DOCUMENT EXTRACT:

+===+

# I've only had him one day and I've ruined him already!



## callen510 (Nov 20, 2013)

Picked up my new puppy Sunday afternoon - cue the angels singing Hallelujah Chorus! He is the most wonderful dog in the whole world and already loves us. I got him from a well known breeder. He is 12 weeks old. I set him up with an Isis pen (4 panel) and inside I put a kennel with comfy liner (door open) small bowl of water and pee pads. I got toys that y'all recommended and put them in there too. I slept in my husbands old tshirt the night before we got Unnamed. I took that shirt when we picked him up and rubbed it all on his mommy and sissy. I put that in the kennel. The first night, he fell asleep in my arms and I put him in the kennel. Not a peep. He woke up the next morning and pulled all the chew toys I had in the pen into his kennel and played quietly never making a peep because he is So Advanced. I was even able to get my coffee poured so I could take it with us outside to potty (him, not me). He had used his pad and tinkled and pooped on the paper during the night or early morning - again, he is So Advanced (also there is not much floor in the pen that is not covered with pee pad so odds were forever 
in his favor) Well today of course since he is the Most Precious Dog ever and so adorable, he was loved on and attention all day, lap sitting and sleeping when he was tired. Well, tonight he found his voice. And, I have completely ruined him. After some quiet time with the family (but he was not fully asleep) I put him in the kennel (door open but Isis door closed). He has lots of toys and a Kong with peanut butter in it. He has been crying, howling, barking, crowing like a rooster FOREVER. I read one book that said go in every 10 minutes to quickly comfort then leave again. NOPE. then I decided I was just prolonging and let him cry it out. NOPE This is not working. After about an hour or more which actually was Eternity (!) I put in him the kennel and put it in our room where he could see us - NOPE. I have just about memorized every post on here and bought four books from y'all's recommendation - many from Patricia somebody - but I don't know what to do and much advice contradicts each other. So now it is after midnight and Unnamed is in my arms, quiet as a mouse and sweet as can be, as I type this. I'm going to try to see if I let him fall asleep first, if he will go in the kennel. I know this is not ideal and I don't want to have to do that for all his life, but we both have been through a lot of change in the last 48 hours. My other sweet Maltese that passed a month ago after 13 years slept with us but I did crate train her at the beginning until she was potty trained and old enough not to fall off the bed etc. I think I need training as much as Unnamed does bc it's been so long since I've trained a pup. An we are picking a name tomorrow after my son gets home fm college so Unnamed doesn't think his name is Go Potty, even though he is Most Advanced and the Best Dog Eva except for the crying when he isn't with us. HELP!!!

+===+

DATASET ENTRIES:
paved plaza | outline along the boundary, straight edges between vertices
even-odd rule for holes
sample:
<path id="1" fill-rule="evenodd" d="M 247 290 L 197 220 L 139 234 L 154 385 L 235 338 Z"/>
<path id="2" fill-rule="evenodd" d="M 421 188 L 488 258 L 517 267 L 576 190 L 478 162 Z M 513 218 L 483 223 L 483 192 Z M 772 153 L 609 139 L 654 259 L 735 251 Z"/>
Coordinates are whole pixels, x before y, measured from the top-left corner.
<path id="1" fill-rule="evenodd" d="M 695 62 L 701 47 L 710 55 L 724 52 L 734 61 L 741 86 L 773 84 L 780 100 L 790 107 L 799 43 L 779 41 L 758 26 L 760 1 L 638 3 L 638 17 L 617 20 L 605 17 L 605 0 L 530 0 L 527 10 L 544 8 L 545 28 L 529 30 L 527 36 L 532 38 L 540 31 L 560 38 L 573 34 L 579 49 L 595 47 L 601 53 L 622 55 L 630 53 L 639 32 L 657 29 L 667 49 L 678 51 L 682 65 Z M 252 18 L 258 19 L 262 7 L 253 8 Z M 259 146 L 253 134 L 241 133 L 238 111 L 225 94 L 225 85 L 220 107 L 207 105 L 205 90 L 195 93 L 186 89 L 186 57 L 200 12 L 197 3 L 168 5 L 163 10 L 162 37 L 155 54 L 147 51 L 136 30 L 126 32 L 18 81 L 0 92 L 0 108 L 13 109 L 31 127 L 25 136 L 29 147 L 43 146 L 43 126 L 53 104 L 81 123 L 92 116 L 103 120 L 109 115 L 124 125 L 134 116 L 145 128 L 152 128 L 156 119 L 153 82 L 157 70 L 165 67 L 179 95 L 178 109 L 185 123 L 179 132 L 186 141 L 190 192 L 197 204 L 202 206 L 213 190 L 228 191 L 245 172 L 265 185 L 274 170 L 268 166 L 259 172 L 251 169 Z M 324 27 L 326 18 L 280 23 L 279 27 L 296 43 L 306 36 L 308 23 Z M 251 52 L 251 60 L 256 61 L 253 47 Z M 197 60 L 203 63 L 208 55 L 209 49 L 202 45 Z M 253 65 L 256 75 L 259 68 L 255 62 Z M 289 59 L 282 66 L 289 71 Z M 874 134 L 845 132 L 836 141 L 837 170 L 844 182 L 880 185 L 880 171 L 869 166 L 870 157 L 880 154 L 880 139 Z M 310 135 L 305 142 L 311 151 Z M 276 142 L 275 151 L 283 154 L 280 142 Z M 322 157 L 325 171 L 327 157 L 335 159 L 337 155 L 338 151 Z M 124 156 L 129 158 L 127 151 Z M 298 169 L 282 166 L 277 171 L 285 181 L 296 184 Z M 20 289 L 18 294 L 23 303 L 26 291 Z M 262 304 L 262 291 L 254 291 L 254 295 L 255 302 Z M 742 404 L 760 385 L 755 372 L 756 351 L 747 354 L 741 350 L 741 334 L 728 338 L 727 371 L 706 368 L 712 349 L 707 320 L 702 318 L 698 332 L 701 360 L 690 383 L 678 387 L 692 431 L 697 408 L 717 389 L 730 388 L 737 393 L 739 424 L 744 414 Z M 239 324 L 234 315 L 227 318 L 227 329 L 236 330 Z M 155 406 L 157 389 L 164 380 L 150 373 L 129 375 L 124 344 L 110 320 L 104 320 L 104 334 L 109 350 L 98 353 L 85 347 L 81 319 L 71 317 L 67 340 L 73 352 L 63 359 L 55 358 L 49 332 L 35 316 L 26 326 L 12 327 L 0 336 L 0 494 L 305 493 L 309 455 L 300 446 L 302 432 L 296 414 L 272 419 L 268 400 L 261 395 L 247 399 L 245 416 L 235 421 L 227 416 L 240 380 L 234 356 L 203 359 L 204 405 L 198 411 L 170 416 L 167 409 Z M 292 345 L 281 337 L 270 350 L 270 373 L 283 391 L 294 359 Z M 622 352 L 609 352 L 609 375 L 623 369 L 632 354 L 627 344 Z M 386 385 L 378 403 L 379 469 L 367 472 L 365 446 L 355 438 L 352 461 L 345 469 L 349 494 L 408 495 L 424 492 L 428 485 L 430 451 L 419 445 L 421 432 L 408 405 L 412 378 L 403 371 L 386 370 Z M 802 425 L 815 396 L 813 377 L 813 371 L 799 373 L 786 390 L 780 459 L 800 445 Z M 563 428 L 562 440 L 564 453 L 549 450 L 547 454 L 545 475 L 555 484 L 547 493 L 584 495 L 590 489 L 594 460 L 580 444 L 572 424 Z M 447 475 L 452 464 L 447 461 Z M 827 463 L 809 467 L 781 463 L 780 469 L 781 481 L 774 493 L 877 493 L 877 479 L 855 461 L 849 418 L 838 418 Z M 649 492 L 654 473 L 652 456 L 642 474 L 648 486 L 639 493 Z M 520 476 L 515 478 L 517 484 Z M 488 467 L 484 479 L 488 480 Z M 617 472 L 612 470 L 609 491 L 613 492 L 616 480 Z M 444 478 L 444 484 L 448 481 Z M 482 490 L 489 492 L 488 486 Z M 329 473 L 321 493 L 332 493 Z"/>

+===+

PROBLEM STATEMENT: Pick up the forum post about the new puppy's first nights where it stops, and write what comes next.

RESULT FOR THIS TASK:
----------



## Polly's mom (Apr 29, 2013)

I only used the kennel at night and Polly would wake me to go to pee pad. i would put the pen in your bedroom. (they call them "velcro dogs" for a reason) I put a sleeping bag on the floor and put my fingers in the kennel to touch Polly. This worked very well. After 3 nights I moved her kennel next to the foot on my side of the bed and put it up on one of those big storage boxes so it was level with the bed. She would be in the bed with us in the evenings while we would watch tv and read. (Bladder was carefully monitored). After two weeks she would actually start looking at the kennel around 10 pm to say "okay Mom, I'm ready to go night, night!


----------



## SammieMom (Nov 13, 2010)

So happy for you!!! finally!!! Ahhhh, I don't think you ruined him. Welcome to puppyhood. Not quite what we expect but luckily it passes. I bet he is soooo cute. He is young and it is going to take a week or so for him to calm down. I remenber mine were same way. Many here have been through separation anxiety with young puppies. Can take weeks for some pups to stop crying when we leave them in the pen and leave the room. Unnamed just young and misses his family. I kept crate in my room at night near us. What do you mean when you say "so advanced"? Trained to use pads? 
Just take it slow. It takes few months to figure it all out. Listen, I didn't have this forum and didnt know how to find a puppy like you did for like 9 months after buying 2 male 8 week old puppies from a BYB, but I did it. Sure would have helped had I found SM though. So your going to do fine. Little Unnamed :wub: will calm down and all will fall into place for both of you real soon..:wub: 

So happy for you!! Post pics soon.


----------



## TLR (Nov 13, 2011)

Congratulations! Give him a few days to settle in. I had the crate on the side of my bed so it was very close. Ben never cried or made a peep at night but I know others have said they would reach down with their hand so the pup could be reassured. I also have read here where they put the crate on the bed with them. Good luck and again congrats.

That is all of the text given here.